• _Stored records_:
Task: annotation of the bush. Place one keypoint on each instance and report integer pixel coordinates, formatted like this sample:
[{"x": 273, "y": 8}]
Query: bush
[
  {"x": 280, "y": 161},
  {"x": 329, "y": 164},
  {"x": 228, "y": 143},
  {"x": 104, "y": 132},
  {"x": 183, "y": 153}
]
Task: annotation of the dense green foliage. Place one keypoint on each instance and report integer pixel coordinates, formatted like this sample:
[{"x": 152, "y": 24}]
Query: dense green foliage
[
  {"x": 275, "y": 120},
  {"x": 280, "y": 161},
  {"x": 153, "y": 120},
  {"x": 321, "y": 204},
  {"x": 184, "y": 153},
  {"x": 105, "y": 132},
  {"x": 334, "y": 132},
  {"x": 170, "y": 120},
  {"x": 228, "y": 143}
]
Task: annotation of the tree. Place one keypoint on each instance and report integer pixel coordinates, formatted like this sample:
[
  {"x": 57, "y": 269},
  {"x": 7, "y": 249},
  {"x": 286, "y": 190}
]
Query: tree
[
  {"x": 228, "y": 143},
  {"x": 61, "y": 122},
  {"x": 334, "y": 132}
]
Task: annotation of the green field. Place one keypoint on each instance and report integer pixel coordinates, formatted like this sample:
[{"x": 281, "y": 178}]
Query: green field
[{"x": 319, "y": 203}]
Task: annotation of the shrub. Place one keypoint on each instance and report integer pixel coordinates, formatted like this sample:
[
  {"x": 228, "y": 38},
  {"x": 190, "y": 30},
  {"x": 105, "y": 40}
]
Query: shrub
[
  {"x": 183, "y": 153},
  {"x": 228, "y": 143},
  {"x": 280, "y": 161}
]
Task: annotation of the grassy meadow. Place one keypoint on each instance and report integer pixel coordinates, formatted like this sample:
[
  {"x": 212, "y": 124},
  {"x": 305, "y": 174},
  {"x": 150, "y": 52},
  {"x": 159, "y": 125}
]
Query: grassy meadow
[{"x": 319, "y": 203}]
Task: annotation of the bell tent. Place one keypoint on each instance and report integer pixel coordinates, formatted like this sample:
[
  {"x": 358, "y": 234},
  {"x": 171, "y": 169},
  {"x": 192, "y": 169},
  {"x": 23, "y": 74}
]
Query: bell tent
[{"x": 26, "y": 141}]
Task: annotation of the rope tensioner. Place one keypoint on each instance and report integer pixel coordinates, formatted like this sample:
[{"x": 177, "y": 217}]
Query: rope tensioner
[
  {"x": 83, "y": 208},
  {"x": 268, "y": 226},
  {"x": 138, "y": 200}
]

• _Task objective_: Every entry, written out exactly, is what the response should contain.

• _Written answer_:
Task: annotation of the bush. Place one keypoint on each instance and report integer pixel coordinates, formatted like this sample:
[{"x": 273, "y": 8}]
Query: bush
[
  {"x": 280, "y": 161},
  {"x": 329, "y": 164},
  {"x": 228, "y": 143},
  {"x": 104, "y": 132},
  {"x": 183, "y": 153}
]
Task: annotation of the dense green foliage. Place one keypoint on each instance and report integer pixel coordinates, formatted like this sample:
[{"x": 152, "y": 24}]
Query: dense green foliage
[
  {"x": 275, "y": 120},
  {"x": 280, "y": 161},
  {"x": 153, "y": 120},
  {"x": 321, "y": 204},
  {"x": 184, "y": 153},
  {"x": 105, "y": 132},
  {"x": 334, "y": 132},
  {"x": 170, "y": 120},
  {"x": 228, "y": 143}
]
Task: annotation of the tree. Place one keypoint on each instance and report integer pixel coordinates, formatted like this sample:
[
  {"x": 57, "y": 269},
  {"x": 7, "y": 249},
  {"x": 286, "y": 190}
]
Query: tree
[
  {"x": 228, "y": 143},
  {"x": 61, "y": 122},
  {"x": 334, "y": 132}
]
Task: annotation of the green field. Place one keypoint on each instance and report integer pixel coordinates, formatted like this sample:
[{"x": 281, "y": 178}]
Query: green field
[{"x": 319, "y": 203}]
Task: annotation of the shrub. Place one keypoint on each instance and report integer pixel coordinates, formatted like this sample:
[
  {"x": 228, "y": 38},
  {"x": 190, "y": 30},
  {"x": 105, "y": 40}
]
Query: shrub
[
  {"x": 183, "y": 153},
  {"x": 228, "y": 143},
  {"x": 280, "y": 161}
]
Task: annotation of the grassy meadow. Place one keypoint on each instance and report integer pixel coordinates, formatted like this sample:
[
  {"x": 212, "y": 124},
  {"x": 305, "y": 174},
  {"x": 150, "y": 52},
  {"x": 159, "y": 125}
]
Query: grassy meadow
[{"x": 319, "y": 203}]
Task: annotation of the bell tent. Place one keypoint on each instance and report integer pixel coordinates, formatted like this sample:
[
  {"x": 358, "y": 234},
  {"x": 171, "y": 169},
  {"x": 192, "y": 169},
  {"x": 23, "y": 74}
]
Query: bell tent
[{"x": 26, "y": 141}]
Task: annotation of the rope tensioner. Place one keypoint on each instance and report integer pixel coordinates, formatted like this sample:
[{"x": 177, "y": 217}]
Query: rope tensioner
[
  {"x": 83, "y": 208},
  {"x": 268, "y": 226},
  {"x": 138, "y": 200}
]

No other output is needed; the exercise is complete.